§ **TASK INSTRUCTIONS**
Could you set down exactly the lines in the records below between the line holding "of the horizontal" and the line holding "Phrase: wooden fence post", inclusive?

§ **AVAILABLE RECORDS**
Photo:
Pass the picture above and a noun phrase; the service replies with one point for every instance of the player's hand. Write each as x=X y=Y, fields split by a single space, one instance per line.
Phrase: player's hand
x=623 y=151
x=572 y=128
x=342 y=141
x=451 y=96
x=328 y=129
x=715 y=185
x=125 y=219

==

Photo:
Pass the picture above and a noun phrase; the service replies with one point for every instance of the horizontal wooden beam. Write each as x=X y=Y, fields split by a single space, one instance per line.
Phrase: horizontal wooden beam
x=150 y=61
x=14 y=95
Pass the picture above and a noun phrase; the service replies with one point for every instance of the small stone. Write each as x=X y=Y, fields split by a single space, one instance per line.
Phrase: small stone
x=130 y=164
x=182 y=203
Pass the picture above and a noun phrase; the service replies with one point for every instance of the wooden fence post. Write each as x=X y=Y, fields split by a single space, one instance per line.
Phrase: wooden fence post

* * *

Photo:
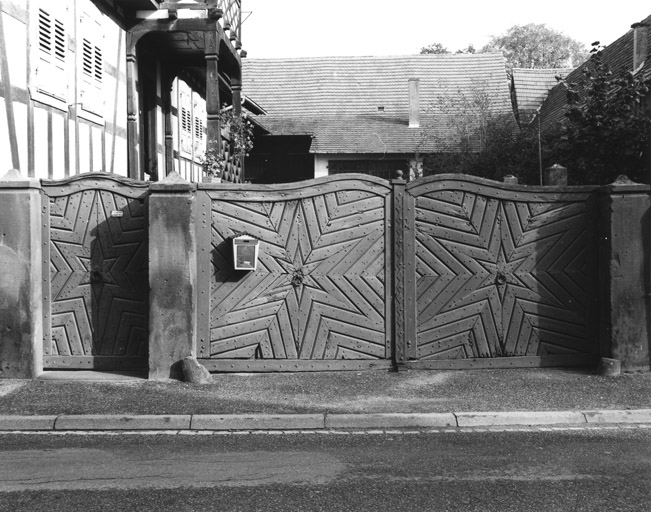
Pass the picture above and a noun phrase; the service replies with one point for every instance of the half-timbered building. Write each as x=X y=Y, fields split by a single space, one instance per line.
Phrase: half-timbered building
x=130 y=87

§ **EXERCISE ANSWER**
Pass the picture above and a noun phrase; the service replies with one point for every instance of the horizontal wooden beam. Write each as x=X y=Y, fields split by a single space, one instance per line.
Phrase: horizontal wooden beam
x=150 y=61
x=14 y=95
Pass the picture above and a noun phrase; the service replies with one point for every instance of the small stone. Write each as x=X y=Y, fields split by a single space, one instance per line.
Phrase: small stone
x=130 y=164
x=182 y=203
Pass the picture above and a noun phrase; the service replies with one point for every instance of the wooden fence post. Write each as x=X y=Y, fields split by a single space, one instance per line.
Phrase: wooden fence post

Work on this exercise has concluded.